Change from `mark_point` to `mark_bar`

### Altair to vega

Try copying your Altair json printout into the [Vega lite](https://vega.github.io/editor/#/custom/vega-lite) editor. It should just work. 

### Alternately, you can  render Vega json specifications as Altair charts

In [22]:
alt.Chart.from_json("""
{
  "$schema": "https://vega.github.io/schema/vega-lite/v4.json",
  "description": "A simple bar chart with embedded data.",
  "data": {
    "values": [
      {"a": "A","b": 28}, {"a": "B","b": 55}, {"a": "C","b": 43},
      {"a": "D","b": 91}, {"a": "E","b": 81}, {"a": "F","b": 53},
      {"a": "G","b": 19}, {"a": "H","b": 87}, {"a": "I","b": 52}
    ]
  },
  "mark": "bar",
  "encoding": {
    "x": {"field": "a", "type": "ordinal"},
    "y": {"field": "b", "type": "quantitative"}
  }
}
""")

### Altair gallery

Try picking one or more complex examples from the [Altair gallery](https://altair-viz.github.io/gallery/streamgraph.html). What do you think the corresponding vega specification will look like? Write out your expectations, and intrepretation of the Vega output. Is it more verbose or less verbose that you expected?

In [6]:
import altair as alt
from vega_datasets import data

source = data.unemployment_across_industries.url

print(source)

alt.Chart(source).mark_area().encode(
    alt.X('yearmonth(date):T',
        axis=alt.Axis(format='%Y', domain=False, tickSize=0)
    ),
    alt.Y('sum(count):Q', stack='center', axis=None),
    alt.Color('series:N',
        scale=alt.Scale(scheme='category20b')
    )
).interactive()

-----

■ **PROBLEM REQUIREMENTS**
Pick up the Altair-to-Vega notebook excerpt right after the streamgraph code and write the next part.

-----

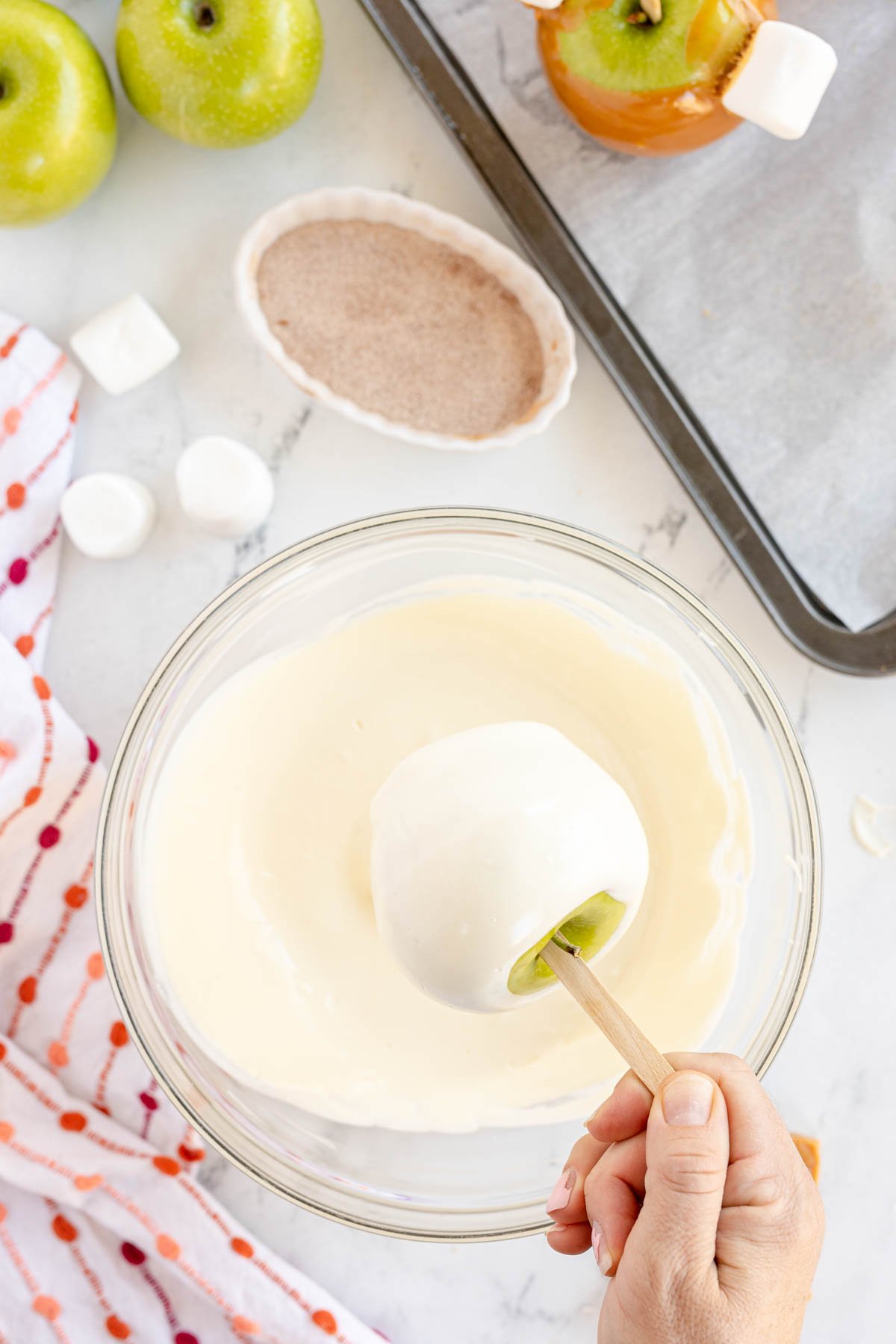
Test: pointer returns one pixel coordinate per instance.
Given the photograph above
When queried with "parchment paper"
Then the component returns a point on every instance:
(762, 273)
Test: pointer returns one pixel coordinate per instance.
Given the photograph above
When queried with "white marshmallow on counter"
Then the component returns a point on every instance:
(781, 80)
(125, 346)
(487, 840)
(108, 515)
(225, 487)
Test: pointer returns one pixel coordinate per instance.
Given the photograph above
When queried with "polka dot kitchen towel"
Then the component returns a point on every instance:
(104, 1230)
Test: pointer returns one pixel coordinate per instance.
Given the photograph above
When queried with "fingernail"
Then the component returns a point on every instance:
(601, 1253)
(687, 1100)
(561, 1191)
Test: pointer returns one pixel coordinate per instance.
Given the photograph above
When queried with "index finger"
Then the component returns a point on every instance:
(753, 1120)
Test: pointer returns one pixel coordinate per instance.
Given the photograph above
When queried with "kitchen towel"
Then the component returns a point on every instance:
(104, 1230)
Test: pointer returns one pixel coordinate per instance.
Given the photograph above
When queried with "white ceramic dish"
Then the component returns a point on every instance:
(543, 307)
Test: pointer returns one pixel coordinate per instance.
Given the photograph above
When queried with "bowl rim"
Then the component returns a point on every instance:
(543, 529)
(367, 203)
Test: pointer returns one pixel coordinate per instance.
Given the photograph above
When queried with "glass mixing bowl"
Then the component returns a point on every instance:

-----

■ **FINAL ANSWER**
https://cdn.jsdelivr.net/npm/vega-datasets@v1.29.0/data/unemployment-across-industries.json


In [6]:
print(alt.Chart(source).mark_area().encode(
    alt.X('yearmonth(date):T',
        axis=alt.Axis(format='%Y', domain=False, tickSize=0)
    ),
    alt.Y('sum(count):Q', stack='center', axis=None),
    alt.Color('series:N',
        scale=alt.Scale(scheme='category20b')
    )
).to_json())



{
  "$schema": "https://vega.github.io/schema/vega-lite/v4.17.0.json",
  "config": {
    "view": {
      "continuousHeight": 300,
      "continuousWidth": 400
    }
  },
  "data": {
    "url": "https://cdn.jsdelivr.net/npm/vega-datasets@v1.29.0/data/unemployment-across-industries.json"
  },
  "encoding": {
    "color": {
      "field": "series",
      "scale": {
        "scheme": "category20b"
      },
      "type": "nominal"
    },
    "x": {
      "axis": {
        "domain": false,
        "format": "%Y",
        "tickSize": 0
      },
      "field": "date",
      "timeUnit": "yearmonth",
      "type": "temporal"
    },
    "y": {
      "aggregate": "sum",
      "axis": null,
      "field": "count",
      "stack": "center",
      "type": "quantitative"
    }
  },
  "mark": "area"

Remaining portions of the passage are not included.